TASK DESCRIPTION:
Every entry must be given again exactly.

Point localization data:
◆ ◆ ◆ ◆ ◆
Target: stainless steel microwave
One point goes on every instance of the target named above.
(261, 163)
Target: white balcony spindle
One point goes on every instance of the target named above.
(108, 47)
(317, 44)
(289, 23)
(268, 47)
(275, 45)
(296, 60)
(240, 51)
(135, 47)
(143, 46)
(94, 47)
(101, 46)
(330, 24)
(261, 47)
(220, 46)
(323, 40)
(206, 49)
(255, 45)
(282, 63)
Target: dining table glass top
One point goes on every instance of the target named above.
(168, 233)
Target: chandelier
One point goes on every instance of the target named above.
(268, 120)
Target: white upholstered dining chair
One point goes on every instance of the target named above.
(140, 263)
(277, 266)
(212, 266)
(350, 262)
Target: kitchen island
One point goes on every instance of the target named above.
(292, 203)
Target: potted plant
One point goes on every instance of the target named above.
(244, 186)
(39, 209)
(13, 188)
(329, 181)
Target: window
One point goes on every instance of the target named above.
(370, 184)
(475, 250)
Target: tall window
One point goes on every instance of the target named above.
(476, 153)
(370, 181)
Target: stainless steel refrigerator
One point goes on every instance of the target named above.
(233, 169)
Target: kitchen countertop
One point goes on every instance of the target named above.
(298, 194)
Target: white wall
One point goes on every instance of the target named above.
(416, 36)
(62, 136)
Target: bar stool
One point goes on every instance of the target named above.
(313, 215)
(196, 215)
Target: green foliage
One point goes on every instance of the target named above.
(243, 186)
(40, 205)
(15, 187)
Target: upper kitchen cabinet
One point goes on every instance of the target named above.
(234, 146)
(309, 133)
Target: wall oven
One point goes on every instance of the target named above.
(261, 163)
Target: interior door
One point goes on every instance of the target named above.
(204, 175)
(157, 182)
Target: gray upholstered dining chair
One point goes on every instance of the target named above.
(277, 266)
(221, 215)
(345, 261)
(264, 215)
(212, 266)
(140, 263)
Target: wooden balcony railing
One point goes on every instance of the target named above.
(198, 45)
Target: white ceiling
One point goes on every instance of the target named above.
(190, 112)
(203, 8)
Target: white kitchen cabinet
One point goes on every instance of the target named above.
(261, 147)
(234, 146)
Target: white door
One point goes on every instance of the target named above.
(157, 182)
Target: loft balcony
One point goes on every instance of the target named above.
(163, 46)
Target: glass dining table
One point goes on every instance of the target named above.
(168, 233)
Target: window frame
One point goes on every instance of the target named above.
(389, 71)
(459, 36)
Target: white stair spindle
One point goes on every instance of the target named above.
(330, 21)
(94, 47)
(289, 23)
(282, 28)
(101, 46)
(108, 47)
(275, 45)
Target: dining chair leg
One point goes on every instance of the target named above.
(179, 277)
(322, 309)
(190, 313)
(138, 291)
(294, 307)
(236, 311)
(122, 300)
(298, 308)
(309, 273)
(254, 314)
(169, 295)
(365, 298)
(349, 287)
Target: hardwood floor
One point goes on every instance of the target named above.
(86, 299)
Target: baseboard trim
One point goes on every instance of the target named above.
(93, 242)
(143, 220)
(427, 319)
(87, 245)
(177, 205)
◆ ◆ ◆ ◆ ◆
WORKED SOLUTION:
Target: stainless steel microwave
One point goes on every instance of the target named above.
(261, 163)
Target: white balcony spindle
One point goes on every instance of the target named above.
(108, 47)
(317, 44)
(289, 23)
(268, 47)
(275, 45)
(296, 60)
(240, 51)
(135, 47)
(143, 46)
(94, 47)
(101, 46)
(330, 24)
(261, 47)
(220, 46)
(323, 40)
(206, 49)
(255, 45)
(282, 63)
Target: dining table glass top
One point goes on every instance of the target named above.
(168, 233)
Target: chandelier
One point goes on every instance of the target named above.
(268, 120)
Target: white upholstered dining chair
One point goes on every instance of the target named above.
(140, 263)
(277, 266)
(212, 266)
(350, 262)
Target: kitchen island
One point goes on every instance of the target named above.
(292, 203)
Target: potted plant
One point goes on every instance of the target named above.
(244, 186)
(39, 209)
(13, 188)
(329, 181)
Target: window
One point goes on every instance of the target named above.
(370, 184)
(475, 250)
Target: tall window
One point goes on every instance of the target named above.
(476, 153)
(370, 181)
Target: stainless steel refrigerator
One point goes on every instance of the target named above.
(233, 169)
Target: kitchen countertop
One point goes on every instance of the target named above.
(298, 194)
Target: white wall
One point goes on every instance of the target named above.
(416, 36)
(62, 136)
Target: bar stool
One point goes on every instance of the target named above.
(313, 215)
(196, 215)
Target: green foliage
One point goes on every instance of the target named above.
(243, 186)
(40, 205)
(15, 187)
Target: upper kitchen cabinet
One point goes on every instance of the target named above.
(234, 146)
(309, 133)
Target: wall oven
One point goes on every instance of the target named above.
(261, 163)
Target: interior door
One point goes on every instance of the target named above.
(204, 175)
(157, 182)
Target: gray upholstered dining chair
One point goes on every instance of the target named above.
(277, 266)
(221, 215)
(345, 261)
(264, 215)
(212, 266)
(140, 263)
Target: wooden balcony railing
One point goes on every instance of the target named above.
(198, 45)
Target: white ceiling
One point goes on every instance of the target named above.
(190, 112)
(203, 8)
Target: white kitchen cabinet
One point goes on every instance of the target named above.
(261, 147)
(234, 146)
Target: white door
One point goes on every instance of the target named above.
(157, 182)
Target: loft balcony
One point goes on every instance of the target named above.
(163, 46)
Target: glass dining table
One point goes on every instance of the target named above.
(168, 233)
Target: window frame
One point goes on every instance of the target named above.
(389, 71)
(459, 36)
Target: white stair spindle
One point goes on every instance of the target named above.
(330, 21)
(94, 47)
(289, 23)
(282, 28)
(101, 46)
(108, 47)
(275, 45)
Target: dining chair leg
One point goes on every instance of the target named above.
(179, 277)
(322, 309)
(190, 313)
(138, 291)
(294, 307)
(236, 311)
(122, 300)
(298, 308)
(309, 273)
(254, 314)
(169, 295)
(365, 298)
(349, 287)
Target: hardwood floor
One point goes on every instance of the target named above.
(86, 299)
Target: baseboard trim
One point goes on every instance of the target named above.
(93, 242)
(143, 220)
(427, 319)
(87, 245)
(177, 205)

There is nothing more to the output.